=== PROBLEM DESCRIPTION ===
Retype only the lines at the head of the records, first through the one with "Practice step: put a point on each instance of the utility", exactly as written.

[Natural-language object grounding data]
____

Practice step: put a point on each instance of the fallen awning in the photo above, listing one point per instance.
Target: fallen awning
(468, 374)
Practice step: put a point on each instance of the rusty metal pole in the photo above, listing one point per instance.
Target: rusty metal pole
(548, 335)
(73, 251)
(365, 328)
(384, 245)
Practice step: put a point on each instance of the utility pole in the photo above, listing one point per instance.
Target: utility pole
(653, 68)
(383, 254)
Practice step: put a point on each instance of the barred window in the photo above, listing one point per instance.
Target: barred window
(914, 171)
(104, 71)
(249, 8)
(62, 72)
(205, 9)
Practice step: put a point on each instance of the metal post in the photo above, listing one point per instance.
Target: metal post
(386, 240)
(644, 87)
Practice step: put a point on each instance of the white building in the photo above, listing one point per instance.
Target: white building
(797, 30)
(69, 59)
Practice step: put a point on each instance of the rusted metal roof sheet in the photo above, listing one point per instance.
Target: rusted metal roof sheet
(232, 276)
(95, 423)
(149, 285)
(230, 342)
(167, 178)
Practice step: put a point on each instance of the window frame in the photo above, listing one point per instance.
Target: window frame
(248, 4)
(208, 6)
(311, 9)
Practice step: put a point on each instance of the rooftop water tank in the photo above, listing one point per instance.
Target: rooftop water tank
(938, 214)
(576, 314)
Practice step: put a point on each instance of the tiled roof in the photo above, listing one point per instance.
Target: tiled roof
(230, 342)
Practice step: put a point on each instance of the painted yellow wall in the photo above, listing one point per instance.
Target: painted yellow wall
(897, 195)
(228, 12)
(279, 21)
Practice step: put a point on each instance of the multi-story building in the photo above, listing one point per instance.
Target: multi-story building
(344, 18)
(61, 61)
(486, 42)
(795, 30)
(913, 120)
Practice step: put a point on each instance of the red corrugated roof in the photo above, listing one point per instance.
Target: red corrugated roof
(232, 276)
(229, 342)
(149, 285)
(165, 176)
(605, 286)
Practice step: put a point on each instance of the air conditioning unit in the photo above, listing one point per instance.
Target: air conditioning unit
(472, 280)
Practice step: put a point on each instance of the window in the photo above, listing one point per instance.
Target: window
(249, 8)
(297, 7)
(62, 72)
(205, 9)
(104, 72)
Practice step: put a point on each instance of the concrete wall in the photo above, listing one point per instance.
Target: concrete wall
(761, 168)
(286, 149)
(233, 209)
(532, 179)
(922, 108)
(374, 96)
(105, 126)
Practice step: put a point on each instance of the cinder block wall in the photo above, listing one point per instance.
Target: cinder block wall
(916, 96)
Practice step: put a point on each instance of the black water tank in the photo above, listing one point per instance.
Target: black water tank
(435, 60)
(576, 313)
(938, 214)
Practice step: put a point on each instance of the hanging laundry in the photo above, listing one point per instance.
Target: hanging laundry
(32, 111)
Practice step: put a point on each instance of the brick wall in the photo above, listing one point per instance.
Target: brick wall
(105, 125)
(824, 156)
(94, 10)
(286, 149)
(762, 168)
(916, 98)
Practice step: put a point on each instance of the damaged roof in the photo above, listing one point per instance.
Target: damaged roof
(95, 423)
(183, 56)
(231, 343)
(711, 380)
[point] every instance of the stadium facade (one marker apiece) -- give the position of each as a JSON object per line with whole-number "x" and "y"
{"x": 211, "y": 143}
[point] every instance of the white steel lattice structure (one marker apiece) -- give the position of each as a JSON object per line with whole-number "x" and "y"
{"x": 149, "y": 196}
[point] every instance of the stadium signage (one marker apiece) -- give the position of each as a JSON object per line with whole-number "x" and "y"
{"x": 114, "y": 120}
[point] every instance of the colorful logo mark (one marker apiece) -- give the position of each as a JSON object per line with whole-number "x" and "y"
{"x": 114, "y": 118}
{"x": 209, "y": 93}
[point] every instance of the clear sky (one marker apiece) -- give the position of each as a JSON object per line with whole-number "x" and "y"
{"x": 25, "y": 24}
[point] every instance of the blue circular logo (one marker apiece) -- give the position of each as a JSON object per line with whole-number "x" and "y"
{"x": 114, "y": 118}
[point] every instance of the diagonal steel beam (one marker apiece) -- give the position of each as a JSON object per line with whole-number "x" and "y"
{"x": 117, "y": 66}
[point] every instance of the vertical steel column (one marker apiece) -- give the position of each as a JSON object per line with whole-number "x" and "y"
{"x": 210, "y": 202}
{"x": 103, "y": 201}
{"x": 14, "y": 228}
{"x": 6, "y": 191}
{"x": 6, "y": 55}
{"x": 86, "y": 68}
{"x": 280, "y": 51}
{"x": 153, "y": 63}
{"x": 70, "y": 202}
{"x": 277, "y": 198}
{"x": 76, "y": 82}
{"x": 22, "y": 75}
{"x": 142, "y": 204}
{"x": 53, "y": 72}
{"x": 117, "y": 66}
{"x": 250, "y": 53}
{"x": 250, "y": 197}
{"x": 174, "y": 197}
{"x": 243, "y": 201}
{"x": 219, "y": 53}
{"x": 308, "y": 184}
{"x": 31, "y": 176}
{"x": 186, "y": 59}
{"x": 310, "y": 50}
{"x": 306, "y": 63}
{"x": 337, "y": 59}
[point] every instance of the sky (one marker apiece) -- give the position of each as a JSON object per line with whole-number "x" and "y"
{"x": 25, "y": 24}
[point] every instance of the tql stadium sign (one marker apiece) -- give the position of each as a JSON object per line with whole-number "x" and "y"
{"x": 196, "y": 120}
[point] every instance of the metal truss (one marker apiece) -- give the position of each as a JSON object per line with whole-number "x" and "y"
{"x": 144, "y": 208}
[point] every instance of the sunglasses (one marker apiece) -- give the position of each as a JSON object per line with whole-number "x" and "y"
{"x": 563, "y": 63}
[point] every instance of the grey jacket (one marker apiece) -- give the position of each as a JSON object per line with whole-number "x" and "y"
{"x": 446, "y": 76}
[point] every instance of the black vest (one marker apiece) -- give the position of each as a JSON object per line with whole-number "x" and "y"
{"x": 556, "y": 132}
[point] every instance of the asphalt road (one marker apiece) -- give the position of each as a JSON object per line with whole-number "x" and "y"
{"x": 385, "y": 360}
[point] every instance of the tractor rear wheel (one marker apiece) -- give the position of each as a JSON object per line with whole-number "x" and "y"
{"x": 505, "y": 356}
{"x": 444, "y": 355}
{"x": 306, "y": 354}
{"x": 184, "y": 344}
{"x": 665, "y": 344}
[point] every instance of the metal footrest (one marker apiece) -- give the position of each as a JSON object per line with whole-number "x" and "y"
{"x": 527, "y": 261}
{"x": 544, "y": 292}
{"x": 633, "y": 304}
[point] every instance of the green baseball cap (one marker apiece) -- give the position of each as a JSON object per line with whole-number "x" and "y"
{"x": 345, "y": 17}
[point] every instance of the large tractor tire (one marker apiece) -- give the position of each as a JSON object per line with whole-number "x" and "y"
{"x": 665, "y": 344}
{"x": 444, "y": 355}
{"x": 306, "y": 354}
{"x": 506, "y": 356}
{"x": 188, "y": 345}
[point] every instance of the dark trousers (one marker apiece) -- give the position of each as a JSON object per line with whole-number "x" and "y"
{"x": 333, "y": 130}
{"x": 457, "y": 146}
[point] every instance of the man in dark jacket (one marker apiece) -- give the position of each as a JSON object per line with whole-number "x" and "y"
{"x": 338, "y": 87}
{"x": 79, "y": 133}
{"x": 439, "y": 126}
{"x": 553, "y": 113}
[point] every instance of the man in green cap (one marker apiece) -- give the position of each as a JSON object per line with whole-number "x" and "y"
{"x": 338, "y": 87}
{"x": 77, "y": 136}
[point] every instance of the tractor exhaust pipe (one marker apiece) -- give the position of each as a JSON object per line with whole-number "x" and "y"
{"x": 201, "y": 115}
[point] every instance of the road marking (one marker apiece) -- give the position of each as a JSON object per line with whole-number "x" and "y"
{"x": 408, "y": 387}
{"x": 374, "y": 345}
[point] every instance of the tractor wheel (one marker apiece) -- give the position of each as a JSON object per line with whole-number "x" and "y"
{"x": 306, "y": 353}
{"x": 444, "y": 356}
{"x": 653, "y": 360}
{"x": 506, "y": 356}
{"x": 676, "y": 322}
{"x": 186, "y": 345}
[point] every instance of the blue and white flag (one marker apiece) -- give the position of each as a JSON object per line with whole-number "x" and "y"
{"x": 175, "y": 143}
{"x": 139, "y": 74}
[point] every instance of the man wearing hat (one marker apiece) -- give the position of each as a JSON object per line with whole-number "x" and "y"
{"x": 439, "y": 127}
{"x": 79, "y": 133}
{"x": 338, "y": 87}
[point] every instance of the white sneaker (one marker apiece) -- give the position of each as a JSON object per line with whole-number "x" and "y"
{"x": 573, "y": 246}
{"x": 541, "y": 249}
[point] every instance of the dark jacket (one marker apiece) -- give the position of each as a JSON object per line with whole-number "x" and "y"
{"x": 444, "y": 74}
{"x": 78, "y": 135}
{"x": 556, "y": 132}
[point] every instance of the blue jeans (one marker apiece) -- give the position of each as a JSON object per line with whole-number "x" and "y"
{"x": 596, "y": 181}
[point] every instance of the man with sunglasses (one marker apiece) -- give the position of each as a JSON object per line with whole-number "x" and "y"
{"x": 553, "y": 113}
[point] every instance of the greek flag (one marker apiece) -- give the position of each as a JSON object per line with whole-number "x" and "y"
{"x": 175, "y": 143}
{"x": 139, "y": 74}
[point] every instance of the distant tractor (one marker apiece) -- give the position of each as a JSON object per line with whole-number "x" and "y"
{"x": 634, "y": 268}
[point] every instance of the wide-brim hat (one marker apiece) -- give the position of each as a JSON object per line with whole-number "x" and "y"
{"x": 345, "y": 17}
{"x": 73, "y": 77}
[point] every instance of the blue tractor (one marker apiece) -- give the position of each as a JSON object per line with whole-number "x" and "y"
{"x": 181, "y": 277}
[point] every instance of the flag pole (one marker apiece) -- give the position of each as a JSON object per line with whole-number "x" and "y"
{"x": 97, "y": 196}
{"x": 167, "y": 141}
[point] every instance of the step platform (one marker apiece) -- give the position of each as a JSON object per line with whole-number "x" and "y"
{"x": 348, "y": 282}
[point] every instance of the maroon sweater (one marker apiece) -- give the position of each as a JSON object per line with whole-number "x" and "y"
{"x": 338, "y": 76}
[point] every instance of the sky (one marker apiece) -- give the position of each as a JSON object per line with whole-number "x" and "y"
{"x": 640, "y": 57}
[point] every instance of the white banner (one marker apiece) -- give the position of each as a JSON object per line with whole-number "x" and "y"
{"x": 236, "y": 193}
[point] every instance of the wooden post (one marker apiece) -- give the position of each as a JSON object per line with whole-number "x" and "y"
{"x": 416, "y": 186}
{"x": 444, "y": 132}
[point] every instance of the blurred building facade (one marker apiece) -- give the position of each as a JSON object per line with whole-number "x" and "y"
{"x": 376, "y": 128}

____

=== RESPONSE ===
Practice step: put a point on each instance of the fallen awning in the photo above, listing one point per instance.
Target: fallen awning
(468, 374)
Practice step: put a point on each instance of the rusty metal pole in the photo above, listing one point per instance.
Target: rusty metal pole
(548, 335)
(73, 251)
(365, 328)
(384, 245)
Practice step: put a point on each instance of the utility pole in the photo above, listing one point per instance.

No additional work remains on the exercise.